** QUOTED TEXT **
-----

This was part of a response to my "faith can move mountains" question.

The member went on to say that some are obvious, while some are not, but they do happen "all the time".

This is an extraordinary claim, and as the quote goes, "Extraordinary claims require extraordinary evidence".

What sort of miracles "happen all the time"?

An accepted definition of 'miracle' is:  A surprising and welcome event that is not explicable by natural or scientific laws and is considered to be divine.

Therefore, these "miracles" that "happen all the time" cannot, by definition, be explained by natural or scientific laws.  Not knowing to what "miracles" the member was alluding, I can only guess that the definition of 'miracle' probably disqualifies most of them.

However, for the sake of argument, let's say that miracles do happen all the time.  How do we know which divine entity deserves the credit?

Here's a personal story:  One of my brothers and I got into a discussion about my atheism.  He told me a story about my grandmother that turned him back to religion.  He never said that he was atheist, and I sincerely doubt that he was, but he did imply that religion did not play any significant role in his life.  He implied (as many "converts" love to do) that he was atheist, like me.  Anyway, he said that he was visiting my parents over the Christmas holiday.  My grandmother, who suffered dementia, was living with my parents.  My brother said that as he was walking past her room one night, he heard her having a conversation, but no one else was in the room with her.  He stepped into her room to see if she was alright, and she said that she was, that she was just talking with her husband (deceased) and her sister Hazel, who lived in another state.  She said that they were telling her that they were okay and happy.

The next day, we received word that Hazel, my grandmother's sister, had just passed away.  This was all it took to convince my brother that the Holy Trinity is real, and that heaven exists.  He considered it "evidence" to prove the myths we had been raised to believe in were true.

-----

Image segmentation entries:
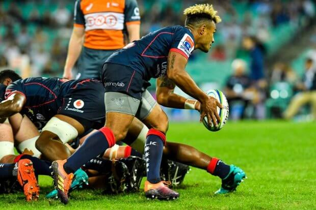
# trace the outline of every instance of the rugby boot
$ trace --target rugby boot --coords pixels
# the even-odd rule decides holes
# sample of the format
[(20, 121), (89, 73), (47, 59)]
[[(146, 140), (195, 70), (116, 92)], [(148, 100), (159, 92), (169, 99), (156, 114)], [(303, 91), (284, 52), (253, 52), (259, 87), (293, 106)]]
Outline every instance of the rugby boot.
[(236, 190), (237, 187), (244, 182), (244, 178), (247, 178), (246, 174), (242, 169), (233, 165), (230, 165), (228, 175), (222, 179), (222, 186), (216, 194), (229, 193)]
[[(77, 189), (83, 188), (85, 185), (88, 185), (89, 177), (87, 173), (81, 168), (77, 170), (73, 174), (73, 179), (68, 192)], [(46, 198), (58, 198), (57, 190), (54, 190), (46, 195)]]
[(179, 198), (179, 193), (171, 190), (167, 186), (170, 182), (161, 181), (157, 184), (151, 184), (148, 181), (145, 182), (145, 195), (148, 200), (174, 200)]
[(57, 190), (57, 196), (64, 204), (69, 202), (68, 193), (73, 178), (73, 173), (68, 174), (64, 169), (64, 165), (66, 162), (67, 160), (54, 161), (51, 166), (54, 187)]
[(125, 181), (126, 191), (138, 192), (144, 172), (146, 171), (146, 162), (136, 156), (121, 158), (120, 161), (125, 163), (128, 170), (129, 175)]
[(17, 181), (16, 177), (0, 180), (0, 194), (15, 193), (22, 190), (23, 188)]
[(170, 187), (177, 187), (183, 182), (190, 170), (190, 167), (187, 165), (169, 160), (163, 161), (160, 170), (161, 178), (171, 182)]
[(17, 181), (23, 188), (28, 201), (37, 200), (39, 197), (39, 186), (33, 165), (29, 159), (20, 160), (17, 162)]
[(128, 169), (123, 162), (116, 159), (112, 160), (111, 170), (107, 175), (107, 186), (103, 192), (105, 194), (118, 194), (126, 189), (125, 181), (129, 175)]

-----

** CHALLENGES **
• a. Reproduce word for word the part of the post on miracles starting with "What sort of" and going on through "most of them.".
• b. Using the post on miracles, answer each question:
(i) What quote does the writer cite right after calling the member's claim extraordinary?
(ii) Who did the grandmother say she was talking with in her room?
(iii) During what time of year was the brother visiting the parents?
• c. Summarize the post on miracles in two sentences.

** RESPONSES **
• a.
What sort of miracles "happen all the time"?

An accepted definition of 'miracle' is:  A surprising and welcome event that is not explicable by natural or scientific laws and is considered to be divine.

Therefore, these "miracles" that "happen all the time" cannot, by definition, be explained by natural or scientific laws.  Not knowing to what "miracles" the member was alluding, I can only guess that the definition of 'miracle' probably disqualifies most of them.

• b.
(i) "Extraordinary claims require extraordinary evidence"
(ii) Her deceased husband and her sister Hazel
(iii) The Christmas holiday

• c. The writer challenges a claim that miracles "happen all the time," pointing out that, by an accepted definition, a miracle cannot be explained by natural or scientific laws, and asks how anyone would know which divine entity deserves the credit. The writer then recounts a brother's story of hearing their grandmother, who had dementia, say she was talking with her deceased husband and her sister Hazel, whose death was reported the next day, and this convinced the brother that the Holy Trinity and heaven are real.